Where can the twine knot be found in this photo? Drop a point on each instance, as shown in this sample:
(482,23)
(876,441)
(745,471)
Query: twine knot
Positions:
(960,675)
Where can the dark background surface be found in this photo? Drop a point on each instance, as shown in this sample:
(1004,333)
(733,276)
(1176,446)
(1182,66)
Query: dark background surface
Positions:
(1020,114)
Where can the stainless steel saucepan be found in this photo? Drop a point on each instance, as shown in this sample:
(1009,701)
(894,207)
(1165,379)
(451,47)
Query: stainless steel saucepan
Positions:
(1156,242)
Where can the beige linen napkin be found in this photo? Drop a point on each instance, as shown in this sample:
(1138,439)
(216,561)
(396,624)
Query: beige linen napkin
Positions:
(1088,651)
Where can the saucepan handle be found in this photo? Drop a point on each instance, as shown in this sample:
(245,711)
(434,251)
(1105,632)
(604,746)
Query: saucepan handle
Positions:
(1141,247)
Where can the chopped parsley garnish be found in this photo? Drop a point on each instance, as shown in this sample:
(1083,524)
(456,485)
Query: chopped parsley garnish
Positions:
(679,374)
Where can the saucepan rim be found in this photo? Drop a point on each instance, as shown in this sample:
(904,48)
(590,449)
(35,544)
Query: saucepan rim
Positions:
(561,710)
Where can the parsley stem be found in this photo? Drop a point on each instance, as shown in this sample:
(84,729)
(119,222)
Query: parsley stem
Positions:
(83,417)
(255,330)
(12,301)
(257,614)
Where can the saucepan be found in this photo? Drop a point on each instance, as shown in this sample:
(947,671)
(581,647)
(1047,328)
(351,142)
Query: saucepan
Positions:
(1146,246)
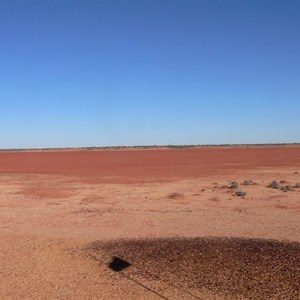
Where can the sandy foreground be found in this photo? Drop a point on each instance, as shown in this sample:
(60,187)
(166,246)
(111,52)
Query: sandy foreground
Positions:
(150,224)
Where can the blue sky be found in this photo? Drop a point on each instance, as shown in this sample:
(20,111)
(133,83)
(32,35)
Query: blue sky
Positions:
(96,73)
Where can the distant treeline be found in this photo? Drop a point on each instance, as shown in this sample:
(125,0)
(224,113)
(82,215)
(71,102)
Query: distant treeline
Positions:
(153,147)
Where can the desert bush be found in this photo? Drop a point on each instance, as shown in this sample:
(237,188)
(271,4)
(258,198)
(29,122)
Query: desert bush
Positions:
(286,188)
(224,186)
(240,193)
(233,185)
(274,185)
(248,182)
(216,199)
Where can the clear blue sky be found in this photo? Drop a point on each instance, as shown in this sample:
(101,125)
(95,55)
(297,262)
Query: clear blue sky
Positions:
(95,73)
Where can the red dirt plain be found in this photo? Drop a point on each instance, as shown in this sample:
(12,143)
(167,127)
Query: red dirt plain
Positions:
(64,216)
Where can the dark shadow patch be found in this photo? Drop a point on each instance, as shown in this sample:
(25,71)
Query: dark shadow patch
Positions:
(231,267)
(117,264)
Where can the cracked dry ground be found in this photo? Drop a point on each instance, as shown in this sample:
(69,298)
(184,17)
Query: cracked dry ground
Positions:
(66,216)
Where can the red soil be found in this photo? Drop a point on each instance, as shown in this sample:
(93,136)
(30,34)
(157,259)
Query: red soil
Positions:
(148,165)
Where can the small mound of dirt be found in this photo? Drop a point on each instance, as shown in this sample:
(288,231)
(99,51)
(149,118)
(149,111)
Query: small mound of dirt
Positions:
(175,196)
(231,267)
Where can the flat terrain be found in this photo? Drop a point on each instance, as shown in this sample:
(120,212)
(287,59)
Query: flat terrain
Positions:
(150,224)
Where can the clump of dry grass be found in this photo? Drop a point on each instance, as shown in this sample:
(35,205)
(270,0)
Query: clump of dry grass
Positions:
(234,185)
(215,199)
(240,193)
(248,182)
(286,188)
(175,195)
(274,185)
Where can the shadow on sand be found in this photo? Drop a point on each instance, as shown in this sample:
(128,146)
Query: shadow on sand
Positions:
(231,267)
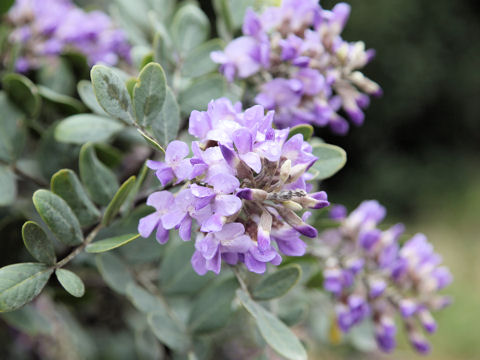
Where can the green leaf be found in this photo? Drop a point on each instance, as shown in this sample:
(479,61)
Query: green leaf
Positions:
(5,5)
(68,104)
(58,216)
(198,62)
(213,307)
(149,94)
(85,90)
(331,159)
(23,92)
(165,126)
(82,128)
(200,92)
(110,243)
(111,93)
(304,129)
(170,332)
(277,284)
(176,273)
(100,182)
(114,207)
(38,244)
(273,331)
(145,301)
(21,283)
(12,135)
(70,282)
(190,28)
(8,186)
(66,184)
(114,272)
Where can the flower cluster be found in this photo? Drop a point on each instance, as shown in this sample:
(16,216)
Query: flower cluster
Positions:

+ + + + + + +

§ The problem:
Leave out the pictures and give the listing above again exactly.

§ Answer below:
Where can the twine knot be found in this photo? Drop a point on each instance, as shown in this sample:
(482,23)
(876,441)
(745,471)
Query: twine knot
Positions:
(960,675)
Where can the dark background surface be found in this photo? Drop a point on each instance, as shown in this sample:
(1004,333)
(733,276)
(1176,446)
(1182,66)
Query: dark background surface
Positions:
(1020,114)
Where can the stainless steel saucepan be found in this photo? Drop a point on each instance, as shown in this sample:
(1009,701)
(894,207)
(1165,379)
(451,47)
Query: stainless steel saucepan
Positions:
(1156,242)
Where can the beige linen napkin be found in this photo? Drop a point on each instance, as shown in this sample:
(1138,439)
(216,561)
(396,624)
Query: beige linen napkin
Positions:
(1088,651)
Where can the saucepan handle be found in this photo? Drop a point on each instance, as shown in this sample:
(245,711)
(434,251)
(1105,632)
(604,746)
Query: saucepan handle
Positions:
(1141,247)
Where can the chopped parsley garnish be found in this photo? Drop a point on each instance, as shown in this sample:
(1083,524)
(456,485)
Query: chopped parsley garnish
Positions:
(679,374)
Where can the saucepan rim be found in this photo? Drop a point on each instance, as shown in this sample:
(904,48)
(590,449)
(35,544)
Query: saucepan rim
Positions:
(561,710)
Where can the parsley stem be found in this photo? Drop a point on each instance, as shown in this sample:
(84,729)
(119,222)
Query: parsley stem
Positions:
(83,417)
(255,330)
(12,301)
(257,614)
Where can the saucepan be found in this photo? Drop a point on each instance, as shown in this sample:
(947,671)
(581,647)
(1047,328)
(351,142)
Query: saucepan
Positions:
(1146,246)
Where can the sandy foreground be found in this photo? Drop a point on each instance, as shown in this sample:
(60,187)
(166,246)
(111,52)
Query: sandy foreground
Positions:
(150,224)
Where can the blue sky be found in this photo? Drop a point on each instance, as shown in this sample:
(20,111)
(133,83)
(32,35)
Query: blue sky
Positions:
(96,73)
Where can the distant treeline be found in this photo? Drop a point on each instance, as shown in this sample:
(125,0)
(224,113)
(82,215)
(71,102)
Query: distant treeline
Positions:
(153,147)
Where can the desert bush be found in this photo? Drop a point on each instance, as shown in this sample:
(237,188)
(271,4)
(258,198)
(29,122)
Query: desert bush
Positions:
(286,188)
(224,186)
(240,193)
(233,185)
(274,185)
(248,182)
(216,199)
Where can the clear blue sky be found in this photo? Drop a point on each instance, as shown in this sample:
(101,125)
(95,55)
(297,262)
Query: clear blue sky
Positions:
(95,73)
Where can the red dirt plain be found in this photo? Drop a point on each instance, as shown in this sample:
(12,143)
(167,127)
Query: red dirt plain
Positions:
(64,216)
Where can the dark shadow patch be found in this photo? Drop a point on each instance, as shown in this sample:
(25,71)
Query: dark shadow patch
Positions:
(231,267)
(117,264)
Where can the cracked dry ground be found in this photo? Drop a point on each instance, as shown in this sample:
(69,298)
(184,17)
Query: cracked dry ground
Positions:
(66,216)
Where can the red soil be found in this photo? Drop a point on each instance, as shown in this sample:
(93,136)
(30,34)
(157,259)
Query: red soil
Positions:
(148,165)
Where can the small mound of dirt be found in this photo? Drop a point on each instance, as shown in this sample:
(288,231)
(99,51)
(149,118)
(149,111)
Query: small mound of dirt
Positions:
(175,196)
(231,267)
Where can the flat terrain be found in this photo? Drop a point on each instance, as shown in this sample:
(120,212)
(287,59)
Query: flat terrain
Positions:
(150,224)
Where can the clump of dry grass be found in this photo? Drop a point on each instance, as shown in this sample:
(35,205)
(270,0)
Query: clump of dry grass
Positions:
(234,185)
(215,199)
(240,193)
(248,182)
(286,188)
(175,195)
(274,185)
Where can the shadow on sand be found in this photo? Drop a point on each instance, as shown in this sample:
(128,146)
Query: shadow on sand
Positions:
(231,267)
Where can the green leaf be found in this photo? Drop a point on each instance, as shown in this sample:
(479,61)
Query: green leaf
Positions:
(5,5)
(68,104)
(58,216)
(198,62)
(213,307)
(149,94)
(85,90)
(331,159)
(23,92)
(165,126)
(82,128)
(200,92)
(110,243)
(111,93)
(304,129)
(170,332)
(277,284)
(176,273)
(100,182)
(114,207)
(38,244)
(273,331)
(145,301)
(21,283)
(12,135)
(70,282)
(190,28)
(8,186)
(66,184)
(114,272)
Where can the flower cluster be found in this photo? Drop a point on each instance, as shown in this sample:
(16,216)
Query: flower cluster
Positions:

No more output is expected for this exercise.